§ **Provided passage**:
-- -- --
Gahagan Const. Corporation v. Armao

Decision Date06 January 1948
Docket NumberNo. 4280.,4280.
Citation165 F.2d 301
PartiesGAHAGAN CONST. CORPORATION v. ARMAO.
CourtU.S. Court of Appeals — First Circuit

Paul R. Frederick of Boston, Mass. (C. Petersen and Badger, Pratt, Doyle & Badger, all of Boston, Mass., on the brief), for appellant.

Stanley H. Rudman, of Boston, Mass. (Joseph Schneider and Schneider, Reilly & Bean, all of Boston, Mass., on the brief), for appellee.

Before MAGRUDER, MAHONEY, and WOODBURY, Circuit Judges.

MAHONEY, Circuit Judge.

This is an action at law under the Jones Act, 41 Stat. 1007, 46 U.S.C.A. § 688. The plaintiff alleges that on November 11, 1945, while he was employed by the defendant as a deck hand and member of the crew of a dredge operated by the defendant on navigable waters of the United States in Boston Harbor, he sustained severe injuries because of the defendant's negligence.

At the time of the accident the defendant, the Gahagan Construction Corporation, was engaged in dredging operations for the Commonwealth of Massachusetts. The defendant was to dredge material from specified areas by the hydraulic method and to place this as fill on embankments at Logan Airport in East Boston. Dredge No. 5 on which the plaintiff was employed was one of the dredges used in this work. It pumped silt and sand from the bottom of the harbor and by means of a pipe line extending from the dredge to the shore deposited it on the airport. It had no motive power of its own and had to be towed by tugs or other vessels when coming from or going to the place of operations. The only machinery aboard was steam turbine engines which operated the mechanisms for digging and hoisting and controlling the "spuds" which were used to hold the dredge in place during actual dredging operations. The spuds were also used in connection with lines attached to anchors, the spuds acting as pivots so that the dredge could move itself forward within short distances. At the time of the accident, about eight o'clock in the evening, the plaintiff had been directed to climb to a platform on the cutter arm to check the navigation lights. As he was about to descend, the cable which operated the arm began to move and his hand was drawn into a pulley block causing him to lose three fingers.

The defendant denied that it was negligent. It also denied that the plaintiff was employed as a member of the crew, or that the accident occurred on navigable waters. Further it denied that this accident was within the maritime jurisdiction of the United States. It contended that the plaintiff's sole remedy, if any, was under the Massachusetts Workmen's Compensation Act, Mass.Gen.Laws, 1932, c. 152, or under the Longshoremen's and Harbor Workers' Act of the United States, 44 Stat. 1424, 33 U.S.C.A. § 901 et seq. The defendant was insured under both of these acts.

At the trial in the lower court, the District Judge refused the defendant's motion for a directed verdict. He also refused to make certain rulings and give certain instructions requested by the defendant. The case was submitted to the jury, which returned a verdict for the plaintiff and final judgment was entered thereon. The defendant's motion to have the verdict set aside and judgment entered in accordance with its motion for a directed verdict was denied. The defendant appealed.
-- -- --
§ **Dataset excerpts on pointing to objects**:

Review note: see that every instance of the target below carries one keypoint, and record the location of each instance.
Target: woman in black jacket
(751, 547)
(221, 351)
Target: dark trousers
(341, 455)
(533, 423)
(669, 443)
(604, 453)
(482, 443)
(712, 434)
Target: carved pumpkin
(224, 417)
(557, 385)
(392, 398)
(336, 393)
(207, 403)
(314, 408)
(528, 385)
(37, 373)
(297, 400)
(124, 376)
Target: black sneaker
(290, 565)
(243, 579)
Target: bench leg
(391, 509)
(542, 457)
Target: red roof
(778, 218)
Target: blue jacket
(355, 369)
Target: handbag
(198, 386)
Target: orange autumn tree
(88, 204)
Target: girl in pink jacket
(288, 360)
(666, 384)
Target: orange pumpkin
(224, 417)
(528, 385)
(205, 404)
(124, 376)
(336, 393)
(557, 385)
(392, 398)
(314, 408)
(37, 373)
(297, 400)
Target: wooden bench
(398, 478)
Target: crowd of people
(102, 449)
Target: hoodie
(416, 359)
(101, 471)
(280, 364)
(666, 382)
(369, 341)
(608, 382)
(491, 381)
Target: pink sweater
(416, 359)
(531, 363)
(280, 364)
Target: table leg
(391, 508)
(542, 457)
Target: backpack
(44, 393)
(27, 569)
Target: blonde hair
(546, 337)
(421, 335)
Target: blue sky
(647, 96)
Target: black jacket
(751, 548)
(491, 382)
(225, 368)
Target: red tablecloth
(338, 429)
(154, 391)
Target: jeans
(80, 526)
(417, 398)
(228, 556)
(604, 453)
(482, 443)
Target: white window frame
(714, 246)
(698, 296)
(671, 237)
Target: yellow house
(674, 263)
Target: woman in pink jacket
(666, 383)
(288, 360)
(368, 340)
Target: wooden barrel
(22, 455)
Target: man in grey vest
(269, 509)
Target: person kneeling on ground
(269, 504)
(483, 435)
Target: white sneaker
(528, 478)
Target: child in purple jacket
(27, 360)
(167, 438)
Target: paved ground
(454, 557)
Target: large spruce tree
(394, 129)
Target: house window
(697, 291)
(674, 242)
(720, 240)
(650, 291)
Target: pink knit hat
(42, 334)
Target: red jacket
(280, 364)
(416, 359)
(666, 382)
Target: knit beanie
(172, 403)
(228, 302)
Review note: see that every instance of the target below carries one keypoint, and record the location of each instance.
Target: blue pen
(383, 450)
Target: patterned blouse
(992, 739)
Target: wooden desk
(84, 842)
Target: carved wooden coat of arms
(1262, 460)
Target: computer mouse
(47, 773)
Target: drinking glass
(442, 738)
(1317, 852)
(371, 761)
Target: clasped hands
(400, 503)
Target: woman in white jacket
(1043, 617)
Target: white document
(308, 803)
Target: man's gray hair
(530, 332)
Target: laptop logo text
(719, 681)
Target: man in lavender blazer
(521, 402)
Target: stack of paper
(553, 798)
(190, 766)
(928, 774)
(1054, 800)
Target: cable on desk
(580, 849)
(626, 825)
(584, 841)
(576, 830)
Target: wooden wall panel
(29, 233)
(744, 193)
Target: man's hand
-- -- --
§ **Objectives**:
[A] According to the court opinion, how many fingers did the plaintiff lose in the accident on the dredge?
[B] Go on with the court opinion from the point where it stops.
You can do without the data.

§ **Responses**:
[A] Three.

[B]
It contends that the accident did not occur in navigable waters and, therefore, was outside of the admiralty jurisdiction. This contention is based largely upon testimony that at low tide the flats in the area where the dredge was operating were bare. There was also testimony that all the flats in this area were covered by water only four hours out of twelve. But there was ample testimony to sustain the jury's conclusion that the dredge was plying in navigable waters. The plaintiff testified that at the time of the accident he was removed from the dredge by a tug boat and that it took fifteen to twenty minutes to go to the shore. There was testimony by disinterested witnesses that the average height of the water was approximately eight feet above low mean water-mark. Mr. O'Donnell, who was employed by the State Department of Public Works, as a supervisor, testified that he often went out to the dredge by means of a motor boat, and that there were often tugs around the dredge. He also testified that at the mean high water-mark he could go wherever he pleased with his boat. Mr. Metcalf, who was Coordinator of the Port of Boston during the war, testified that he had seen boats in the area where the dredge operated. He stated that at times there were eleven foot tides in this area and a ship drawing nine feet could navigate there. He also gave as his opinion that the area in which the dredge was operating in November, 1945, was an area of navigable water. The jury could justifiably believe the testimony of these witnesses and its conclusion that the dredge was plying in navigable waters at the time of the accident cannot be upset.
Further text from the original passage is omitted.